• _Your objective_: Please extract every line of the data below that contains the string "mountain", copying each one in full. Matching is case-sensitive.

• _The data_:
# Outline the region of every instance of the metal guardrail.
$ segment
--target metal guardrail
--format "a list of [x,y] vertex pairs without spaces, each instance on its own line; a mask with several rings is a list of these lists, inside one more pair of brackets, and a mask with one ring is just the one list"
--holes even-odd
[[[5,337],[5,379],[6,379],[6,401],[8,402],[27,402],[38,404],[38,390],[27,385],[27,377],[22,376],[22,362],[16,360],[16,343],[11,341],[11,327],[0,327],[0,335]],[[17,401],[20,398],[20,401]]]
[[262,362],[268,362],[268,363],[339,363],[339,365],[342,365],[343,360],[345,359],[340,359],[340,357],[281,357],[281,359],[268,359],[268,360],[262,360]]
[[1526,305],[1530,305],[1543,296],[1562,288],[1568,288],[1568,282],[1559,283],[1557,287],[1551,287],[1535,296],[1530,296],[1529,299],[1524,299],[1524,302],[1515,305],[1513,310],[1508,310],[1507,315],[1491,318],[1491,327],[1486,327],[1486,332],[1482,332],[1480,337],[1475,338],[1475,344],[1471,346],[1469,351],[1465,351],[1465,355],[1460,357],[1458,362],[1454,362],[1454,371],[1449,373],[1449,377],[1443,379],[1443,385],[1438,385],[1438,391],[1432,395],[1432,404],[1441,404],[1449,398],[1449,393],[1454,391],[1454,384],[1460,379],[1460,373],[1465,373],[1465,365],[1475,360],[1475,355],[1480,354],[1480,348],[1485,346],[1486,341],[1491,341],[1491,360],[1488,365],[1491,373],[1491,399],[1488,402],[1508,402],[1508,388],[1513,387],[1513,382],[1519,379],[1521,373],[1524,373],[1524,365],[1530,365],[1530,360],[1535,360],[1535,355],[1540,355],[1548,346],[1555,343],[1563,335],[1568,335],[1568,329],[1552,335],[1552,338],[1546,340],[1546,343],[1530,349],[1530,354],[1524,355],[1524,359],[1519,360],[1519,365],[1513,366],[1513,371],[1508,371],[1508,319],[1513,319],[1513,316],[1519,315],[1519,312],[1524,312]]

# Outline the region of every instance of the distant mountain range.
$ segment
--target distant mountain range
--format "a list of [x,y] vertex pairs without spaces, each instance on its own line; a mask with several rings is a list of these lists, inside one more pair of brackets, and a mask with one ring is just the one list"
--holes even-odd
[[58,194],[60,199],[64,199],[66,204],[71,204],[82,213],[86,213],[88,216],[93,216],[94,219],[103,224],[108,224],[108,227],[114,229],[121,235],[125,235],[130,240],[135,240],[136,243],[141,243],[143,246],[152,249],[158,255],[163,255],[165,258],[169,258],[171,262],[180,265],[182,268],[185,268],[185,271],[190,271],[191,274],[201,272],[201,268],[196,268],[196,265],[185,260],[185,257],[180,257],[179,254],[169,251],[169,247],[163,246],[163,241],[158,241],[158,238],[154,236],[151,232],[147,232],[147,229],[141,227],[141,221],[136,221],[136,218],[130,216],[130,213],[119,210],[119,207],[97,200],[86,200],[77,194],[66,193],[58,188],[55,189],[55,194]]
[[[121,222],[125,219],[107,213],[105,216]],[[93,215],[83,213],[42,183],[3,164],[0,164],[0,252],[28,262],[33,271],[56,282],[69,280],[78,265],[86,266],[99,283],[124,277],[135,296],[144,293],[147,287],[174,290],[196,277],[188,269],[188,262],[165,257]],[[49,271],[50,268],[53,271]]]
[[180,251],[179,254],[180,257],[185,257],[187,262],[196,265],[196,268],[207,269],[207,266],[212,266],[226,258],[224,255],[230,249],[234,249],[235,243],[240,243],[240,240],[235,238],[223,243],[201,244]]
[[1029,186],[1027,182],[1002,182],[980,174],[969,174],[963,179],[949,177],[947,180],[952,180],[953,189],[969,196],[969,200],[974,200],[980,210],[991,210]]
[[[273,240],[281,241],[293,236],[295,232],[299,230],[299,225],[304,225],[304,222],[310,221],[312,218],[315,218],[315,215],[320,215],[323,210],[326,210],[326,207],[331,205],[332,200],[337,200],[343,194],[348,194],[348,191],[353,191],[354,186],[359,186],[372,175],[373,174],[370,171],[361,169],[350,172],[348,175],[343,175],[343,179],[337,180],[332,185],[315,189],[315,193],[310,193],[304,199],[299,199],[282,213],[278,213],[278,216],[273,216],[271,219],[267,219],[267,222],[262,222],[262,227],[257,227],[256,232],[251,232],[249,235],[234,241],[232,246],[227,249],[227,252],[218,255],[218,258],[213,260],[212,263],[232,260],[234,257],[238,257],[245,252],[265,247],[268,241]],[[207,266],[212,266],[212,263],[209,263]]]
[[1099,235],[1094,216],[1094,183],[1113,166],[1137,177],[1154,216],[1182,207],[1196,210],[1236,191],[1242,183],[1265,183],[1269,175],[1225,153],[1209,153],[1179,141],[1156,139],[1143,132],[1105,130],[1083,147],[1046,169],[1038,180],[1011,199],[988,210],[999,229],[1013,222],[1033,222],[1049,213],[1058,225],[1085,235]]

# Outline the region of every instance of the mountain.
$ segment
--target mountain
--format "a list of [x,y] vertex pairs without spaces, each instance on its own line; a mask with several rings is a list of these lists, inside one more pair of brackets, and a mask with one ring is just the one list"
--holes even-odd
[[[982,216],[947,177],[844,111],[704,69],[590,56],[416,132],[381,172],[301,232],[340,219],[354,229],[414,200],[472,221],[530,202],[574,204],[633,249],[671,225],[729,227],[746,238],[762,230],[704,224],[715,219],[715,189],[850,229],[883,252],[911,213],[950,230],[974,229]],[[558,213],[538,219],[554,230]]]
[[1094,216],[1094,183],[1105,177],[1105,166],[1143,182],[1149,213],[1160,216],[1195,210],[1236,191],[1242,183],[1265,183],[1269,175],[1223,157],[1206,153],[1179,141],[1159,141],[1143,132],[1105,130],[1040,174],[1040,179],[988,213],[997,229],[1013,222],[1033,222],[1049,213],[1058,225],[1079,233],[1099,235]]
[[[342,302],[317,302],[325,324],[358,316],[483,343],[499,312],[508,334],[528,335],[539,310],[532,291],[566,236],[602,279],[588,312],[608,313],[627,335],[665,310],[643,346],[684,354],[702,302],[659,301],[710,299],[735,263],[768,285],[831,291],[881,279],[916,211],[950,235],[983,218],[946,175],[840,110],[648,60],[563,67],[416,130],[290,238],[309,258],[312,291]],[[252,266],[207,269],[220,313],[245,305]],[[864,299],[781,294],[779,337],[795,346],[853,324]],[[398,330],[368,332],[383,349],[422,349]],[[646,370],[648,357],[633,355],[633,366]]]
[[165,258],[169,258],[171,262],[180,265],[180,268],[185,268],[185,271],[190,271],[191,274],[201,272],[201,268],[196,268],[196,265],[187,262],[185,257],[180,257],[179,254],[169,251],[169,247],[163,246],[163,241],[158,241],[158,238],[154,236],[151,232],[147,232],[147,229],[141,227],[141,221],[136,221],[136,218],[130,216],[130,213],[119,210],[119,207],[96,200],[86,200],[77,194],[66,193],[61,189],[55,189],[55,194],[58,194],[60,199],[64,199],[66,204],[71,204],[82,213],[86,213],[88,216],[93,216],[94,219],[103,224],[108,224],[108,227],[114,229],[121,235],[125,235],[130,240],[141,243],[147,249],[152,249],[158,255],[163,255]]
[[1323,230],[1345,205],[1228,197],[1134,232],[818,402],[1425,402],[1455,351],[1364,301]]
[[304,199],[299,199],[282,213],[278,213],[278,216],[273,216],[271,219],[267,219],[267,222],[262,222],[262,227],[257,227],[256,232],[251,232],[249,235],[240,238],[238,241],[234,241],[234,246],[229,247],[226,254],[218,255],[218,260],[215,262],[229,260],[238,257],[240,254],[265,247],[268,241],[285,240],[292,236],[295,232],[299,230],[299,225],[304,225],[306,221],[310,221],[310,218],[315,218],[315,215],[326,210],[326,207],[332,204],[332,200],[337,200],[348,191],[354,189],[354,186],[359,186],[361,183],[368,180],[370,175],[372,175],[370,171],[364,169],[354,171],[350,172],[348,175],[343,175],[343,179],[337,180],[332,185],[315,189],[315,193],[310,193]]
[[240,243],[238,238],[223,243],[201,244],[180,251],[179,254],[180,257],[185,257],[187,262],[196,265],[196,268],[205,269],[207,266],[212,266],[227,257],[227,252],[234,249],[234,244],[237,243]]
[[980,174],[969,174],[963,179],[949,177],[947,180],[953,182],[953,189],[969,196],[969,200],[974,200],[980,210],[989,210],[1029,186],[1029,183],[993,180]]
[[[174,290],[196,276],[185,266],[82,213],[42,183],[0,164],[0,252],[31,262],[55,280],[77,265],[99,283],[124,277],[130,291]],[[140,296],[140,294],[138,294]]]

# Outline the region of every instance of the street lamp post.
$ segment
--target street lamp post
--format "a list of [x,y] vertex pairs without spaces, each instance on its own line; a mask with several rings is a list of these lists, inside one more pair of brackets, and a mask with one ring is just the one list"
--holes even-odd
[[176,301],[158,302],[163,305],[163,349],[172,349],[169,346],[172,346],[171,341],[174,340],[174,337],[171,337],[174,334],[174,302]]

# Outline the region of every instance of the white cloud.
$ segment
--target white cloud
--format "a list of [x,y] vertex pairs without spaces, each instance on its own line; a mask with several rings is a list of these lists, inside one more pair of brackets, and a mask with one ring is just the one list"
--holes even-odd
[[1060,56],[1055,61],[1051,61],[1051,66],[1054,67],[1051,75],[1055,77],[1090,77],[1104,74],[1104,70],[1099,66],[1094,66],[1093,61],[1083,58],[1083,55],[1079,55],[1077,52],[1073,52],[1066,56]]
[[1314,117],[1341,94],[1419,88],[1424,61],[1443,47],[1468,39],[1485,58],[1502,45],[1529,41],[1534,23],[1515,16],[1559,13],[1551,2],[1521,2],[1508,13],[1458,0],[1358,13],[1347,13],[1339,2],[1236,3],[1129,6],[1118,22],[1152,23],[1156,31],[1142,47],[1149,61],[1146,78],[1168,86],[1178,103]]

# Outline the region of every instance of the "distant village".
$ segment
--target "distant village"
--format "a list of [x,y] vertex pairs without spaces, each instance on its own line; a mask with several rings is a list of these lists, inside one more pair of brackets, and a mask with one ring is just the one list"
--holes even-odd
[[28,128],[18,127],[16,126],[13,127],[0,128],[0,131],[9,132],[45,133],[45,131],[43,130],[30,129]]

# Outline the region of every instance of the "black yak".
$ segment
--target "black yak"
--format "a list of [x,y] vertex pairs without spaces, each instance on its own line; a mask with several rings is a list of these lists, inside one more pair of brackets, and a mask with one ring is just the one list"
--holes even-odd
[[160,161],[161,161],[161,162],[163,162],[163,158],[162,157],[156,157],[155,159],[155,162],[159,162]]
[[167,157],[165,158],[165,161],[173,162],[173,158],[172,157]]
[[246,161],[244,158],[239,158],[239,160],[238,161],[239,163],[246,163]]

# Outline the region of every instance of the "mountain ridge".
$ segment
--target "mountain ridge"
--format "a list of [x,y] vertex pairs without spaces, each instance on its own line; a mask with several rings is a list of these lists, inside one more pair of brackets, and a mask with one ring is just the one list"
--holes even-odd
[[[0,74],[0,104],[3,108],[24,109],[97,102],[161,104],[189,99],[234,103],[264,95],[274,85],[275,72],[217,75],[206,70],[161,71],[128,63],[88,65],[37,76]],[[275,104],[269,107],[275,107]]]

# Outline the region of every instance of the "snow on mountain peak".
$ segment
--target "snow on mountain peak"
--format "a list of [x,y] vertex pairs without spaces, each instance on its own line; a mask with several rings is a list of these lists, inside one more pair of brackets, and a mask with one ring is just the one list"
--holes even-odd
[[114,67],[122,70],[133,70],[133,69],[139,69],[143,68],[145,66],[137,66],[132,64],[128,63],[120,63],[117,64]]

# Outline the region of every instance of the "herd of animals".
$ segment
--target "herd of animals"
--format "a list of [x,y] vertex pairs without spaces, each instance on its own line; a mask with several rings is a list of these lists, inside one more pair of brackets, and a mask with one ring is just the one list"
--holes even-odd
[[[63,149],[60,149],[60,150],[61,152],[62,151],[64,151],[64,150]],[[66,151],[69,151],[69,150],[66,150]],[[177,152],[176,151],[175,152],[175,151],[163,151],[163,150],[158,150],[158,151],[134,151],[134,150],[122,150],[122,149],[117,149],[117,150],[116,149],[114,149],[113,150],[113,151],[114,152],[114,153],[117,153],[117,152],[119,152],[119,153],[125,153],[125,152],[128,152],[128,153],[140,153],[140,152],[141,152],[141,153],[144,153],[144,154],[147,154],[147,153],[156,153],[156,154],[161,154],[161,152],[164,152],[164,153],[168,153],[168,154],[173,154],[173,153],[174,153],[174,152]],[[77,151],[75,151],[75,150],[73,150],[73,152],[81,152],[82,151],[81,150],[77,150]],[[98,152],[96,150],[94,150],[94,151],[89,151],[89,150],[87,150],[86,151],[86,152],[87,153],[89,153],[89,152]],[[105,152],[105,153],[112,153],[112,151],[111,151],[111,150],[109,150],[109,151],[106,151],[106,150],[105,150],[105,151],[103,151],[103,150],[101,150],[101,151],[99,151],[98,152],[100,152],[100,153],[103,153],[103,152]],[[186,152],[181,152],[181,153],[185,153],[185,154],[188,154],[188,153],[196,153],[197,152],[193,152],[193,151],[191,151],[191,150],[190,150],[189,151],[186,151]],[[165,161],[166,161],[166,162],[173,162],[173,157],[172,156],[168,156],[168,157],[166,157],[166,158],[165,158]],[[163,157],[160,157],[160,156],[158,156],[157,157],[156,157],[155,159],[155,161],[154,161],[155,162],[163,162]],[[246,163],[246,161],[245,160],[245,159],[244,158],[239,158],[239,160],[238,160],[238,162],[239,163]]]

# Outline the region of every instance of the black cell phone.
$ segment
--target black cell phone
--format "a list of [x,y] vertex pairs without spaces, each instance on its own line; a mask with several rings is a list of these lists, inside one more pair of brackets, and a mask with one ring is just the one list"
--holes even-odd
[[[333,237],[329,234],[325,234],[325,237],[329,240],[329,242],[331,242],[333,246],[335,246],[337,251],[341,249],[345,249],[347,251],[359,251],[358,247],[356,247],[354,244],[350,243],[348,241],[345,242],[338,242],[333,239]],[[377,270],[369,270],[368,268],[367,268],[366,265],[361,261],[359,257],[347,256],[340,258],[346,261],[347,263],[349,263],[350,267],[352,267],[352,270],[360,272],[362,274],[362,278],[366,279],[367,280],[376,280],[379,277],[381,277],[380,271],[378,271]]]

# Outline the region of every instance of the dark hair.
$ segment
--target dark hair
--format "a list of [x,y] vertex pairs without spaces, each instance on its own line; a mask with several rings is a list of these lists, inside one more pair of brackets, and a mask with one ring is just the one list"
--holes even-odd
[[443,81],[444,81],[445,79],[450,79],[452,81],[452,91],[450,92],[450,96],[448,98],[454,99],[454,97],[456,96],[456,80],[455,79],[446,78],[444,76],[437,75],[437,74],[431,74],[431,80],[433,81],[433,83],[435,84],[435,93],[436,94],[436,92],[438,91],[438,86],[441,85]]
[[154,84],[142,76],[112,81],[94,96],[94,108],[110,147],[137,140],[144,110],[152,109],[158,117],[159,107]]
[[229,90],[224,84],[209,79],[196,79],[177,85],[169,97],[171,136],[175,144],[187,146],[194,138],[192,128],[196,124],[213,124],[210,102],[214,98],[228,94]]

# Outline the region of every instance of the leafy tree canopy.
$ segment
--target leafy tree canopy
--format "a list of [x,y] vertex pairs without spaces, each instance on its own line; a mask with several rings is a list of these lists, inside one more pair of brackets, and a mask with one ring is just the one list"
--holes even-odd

• _Reply_:
# Outline the region of every instance of the distant mountain range.
--target distant mountain range
# Outline the region of every instance of the mountain.
--target mountain
# Outline the region of every instance of the "mountain ridge".
--target "mountain ridge"
# Outline the region of every instance of the "snow on mountain peak".
--target "snow on mountain peak"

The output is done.